■ YOUR TASK: In the soccer forum thread, change every "games" to "matches" and give the passage again, beginning at the words "## Susie Penn" and stopping after "with CC's. Unfortunate.".

──────── TEXT BLOCK ────────

Yeah.  Looks like DA has it's playoffs at the same time in Oceanside.  Again, the coaches will have to divide and conquer.  So lame.


----------



## Tallpines

I can tell you last year in the North American Cup we had the following coaches for U16;  Day 1 - 33, Day 2 - 22, Day 3 - 16, and Day 4 Final - 11 
Prior year in the Champions league we had the following coaches for U15: Day 1 - 73,  Day 2 - 88, Day 3 - 33


----------



## Dubs

Tallpines said:


> I can tell you last year in the North American Cup we had the following coaches for U16;  Day 1 - 33, Day 2 - 22, Day 3 - 16, and Day 4 Final - 11
> Prior year in the Champions league we had the following coaches for U15: Day 1 - 73,  Day 2 - 88, Day 3 - 33


That sounds like a pretty good turn out.  Hopefully it's similar this year.


----------



## meatsweats

Tallpines said:


> I can tell you last year in the North American Cup we had the following coaches for U16;  Day 1 - 33, Day 2 - 22, Day 3 - 16, and Day 4 Final - 11
> Prior year in the Champions league we had the following coaches for U15: Day 1 - 73,  Day 2 - 88, Day 3 - 33


I think the North American numbers are still respectable. It didn't look like that many, but I do know that there can be more than we think since coaches don't always stay all game or even sit. How was the recruitment efforts or coaches interest between the two years?


----------



## Tallpines

meatsweats said:


> I think the North American numbers are still respectable. It didn't look like that many, but I do know that there can be more than we think since coaches don't always stay all game or even sit. How was the recruitment efforts or coaches interest between the two years?


Both years overall were very good but i would say at the two different championships the activity was higher the U15 year.  That being said, that was our biggest event by far for the U15 year and then most of our other events for the U16 year were very well attended.  In seemed interest during the beginning of the U15 year felt like the coach's were just getting a feel for this age group.  The interest picked up in the spring of the U15 year with recruiting and general activity being very high from ECNL spring showcase U15 year until PDA of the U16 year.  

U15
ECNL Fall Showcase -42 total over 3day
Surf Cup  - 41 total over 4 days
ECNL Spring Showcase - 92 over 3 days
ECNL Championships - Champions League - 128 over 3 days

US soccer age in between years

U16
ECNL Fall Showcase - 105 over 3 day
Silverlakes Showcase - 79 over 3 days remember this was that really  bad weather weekend as well
Players Showcase - 134 over 3 days
ECNL Spring Showcase -139 over 3 days
PDA - 129 over 3 days
ECNL Championship North American - 82 over 4 days


----------



## GoWest

Leading teams in the u15, u16 and u17 SW ECNL look strong heading into NJ and playoffs. I'm confident there will be coaches aplenty on the sidelines of those teams.


----------



## Susie Penn

ECNL New Jersey: all games cancelled today because of weather!http://www.pdasoccer.org/tournaments/pdagirlscollegeshowcase/index_E.html?1516633023


----------



## pitchplease

Such a bummer, and a lot of money for possibly two games! My DD called this morning bright and early to let us know about the games being cancelled. Being from the southwest, she isn't used to that kind of weather or how fast it can hit Thank God they had a very good turn out at yesterday's game with CC's. Unfortunate.

──────── EXTRACTED RECORDS ────────

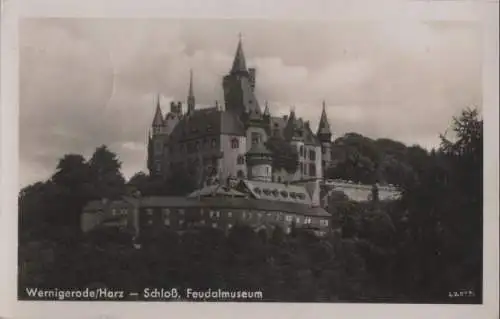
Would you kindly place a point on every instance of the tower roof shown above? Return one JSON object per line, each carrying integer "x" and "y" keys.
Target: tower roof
{"x": 239, "y": 63}
{"x": 266, "y": 110}
{"x": 191, "y": 91}
{"x": 158, "y": 118}
{"x": 324, "y": 126}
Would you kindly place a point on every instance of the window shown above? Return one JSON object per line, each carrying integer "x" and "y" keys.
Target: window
{"x": 235, "y": 143}
{"x": 158, "y": 147}
{"x": 255, "y": 138}
{"x": 312, "y": 155}
{"x": 240, "y": 160}
{"x": 312, "y": 169}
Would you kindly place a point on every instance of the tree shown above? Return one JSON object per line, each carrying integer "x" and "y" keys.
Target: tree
{"x": 107, "y": 180}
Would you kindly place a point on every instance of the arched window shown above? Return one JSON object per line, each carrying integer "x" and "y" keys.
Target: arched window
{"x": 235, "y": 143}
{"x": 312, "y": 155}
{"x": 241, "y": 160}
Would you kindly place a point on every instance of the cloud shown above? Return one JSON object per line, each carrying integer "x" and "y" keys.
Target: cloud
{"x": 87, "y": 82}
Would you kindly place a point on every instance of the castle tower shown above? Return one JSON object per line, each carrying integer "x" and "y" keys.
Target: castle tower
{"x": 259, "y": 163}
{"x": 324, "y": 135}
{"x": 156, "y": 141}
{"x": 239, "y": 87}
{"x": 190, "y": 98}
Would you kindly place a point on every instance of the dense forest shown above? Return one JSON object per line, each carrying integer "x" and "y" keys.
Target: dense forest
{"x": 425, "y": 247}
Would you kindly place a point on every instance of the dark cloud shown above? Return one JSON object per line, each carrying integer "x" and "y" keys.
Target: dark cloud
{"x": 87, "y": 82}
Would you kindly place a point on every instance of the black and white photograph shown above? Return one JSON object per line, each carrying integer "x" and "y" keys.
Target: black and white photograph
{"x": 248, "y": 160}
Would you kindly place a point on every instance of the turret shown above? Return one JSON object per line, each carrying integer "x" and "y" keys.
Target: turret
{"x": 157, "y": 124}
{"x": 156, "y": 141}
{"x": 239, "y": 87}
{"x": 190, "y": 98}
{"x": 324, "y": 135}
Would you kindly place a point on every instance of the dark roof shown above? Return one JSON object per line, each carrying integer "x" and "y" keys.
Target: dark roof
{"x": 298, "y": 129}
{"x": 209, "y": 121}
{"x": 239, "y": 63}
{"x": 225, "y": 202}
{"x": 324, "y": 126}
{"x": 259, "y": 149}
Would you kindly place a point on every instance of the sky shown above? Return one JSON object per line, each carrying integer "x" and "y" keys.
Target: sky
{"x": 88, "y": 82}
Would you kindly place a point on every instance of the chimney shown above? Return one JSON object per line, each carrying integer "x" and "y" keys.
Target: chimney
{"x": 313, "y": 189}
{"x": 251, "y": 75}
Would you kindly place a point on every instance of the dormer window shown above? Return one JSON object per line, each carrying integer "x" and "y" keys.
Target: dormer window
{"x": 241, "y": 160}
{"x": 235, "y": 143}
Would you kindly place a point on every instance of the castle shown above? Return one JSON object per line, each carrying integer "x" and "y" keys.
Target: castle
{"x": 230, "y": 141}
{"x": 226, "y": 149}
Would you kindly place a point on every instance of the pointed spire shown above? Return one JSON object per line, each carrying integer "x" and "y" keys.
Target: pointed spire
{"x": 191, "y": 99}
{"x": 239, "y": 63}
{"x": 190, "y": 83}
{"x": 266, "y": 110}
{"x": 324, "y": 126}
{"x": 158, "y": 119}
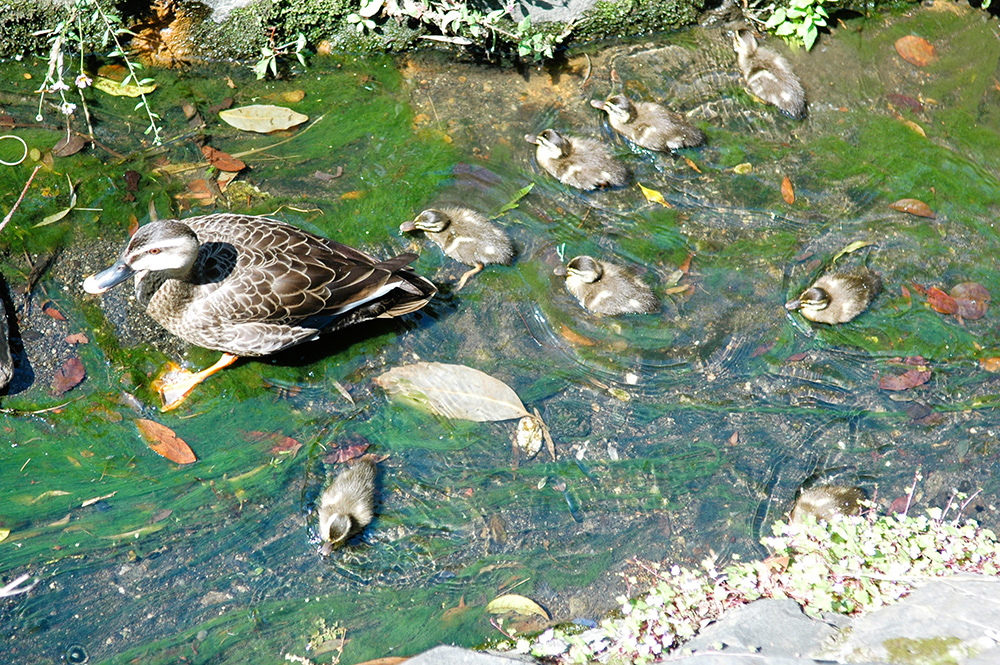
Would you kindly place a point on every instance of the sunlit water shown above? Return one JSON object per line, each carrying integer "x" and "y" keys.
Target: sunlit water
{"x": 679, "y": 435}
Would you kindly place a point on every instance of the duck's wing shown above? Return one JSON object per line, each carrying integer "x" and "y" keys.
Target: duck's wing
{"x": 284, "y": 275}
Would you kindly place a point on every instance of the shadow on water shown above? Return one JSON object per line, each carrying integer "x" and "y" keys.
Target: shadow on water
{"x": 680, "y": 435}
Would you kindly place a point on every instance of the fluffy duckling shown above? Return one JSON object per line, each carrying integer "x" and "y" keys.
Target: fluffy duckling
{"x": 605, "y": 288}
{"x": 347, "y": 505}
{"x": 649, "y": 125}
{"x": 769, "y": 75}
{"x": 464, "y": 235}
{"x": 578, "y": 162}
{"x": 827, "y": 501}
{"x": 839, "y": 297}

────────

■ OUTPUT:
## Susie Penn

ECNL New Jersey: all matches cancelled today because of weather!http://www.pdasoccer.org/tournaments/pdagirlscollegeshowcase/index_E.html?1516633023


----------



## pitchplease

Such a bummer, and a lot of money for possibly two matches! My DD called this morning bright and early to let us know about the matches being cancelled. Being from the southwest, she isn't used to that kind of weather or how fast it can hit Thank God they had a very good turn out at yesterday's game with CC's. Unfortunate.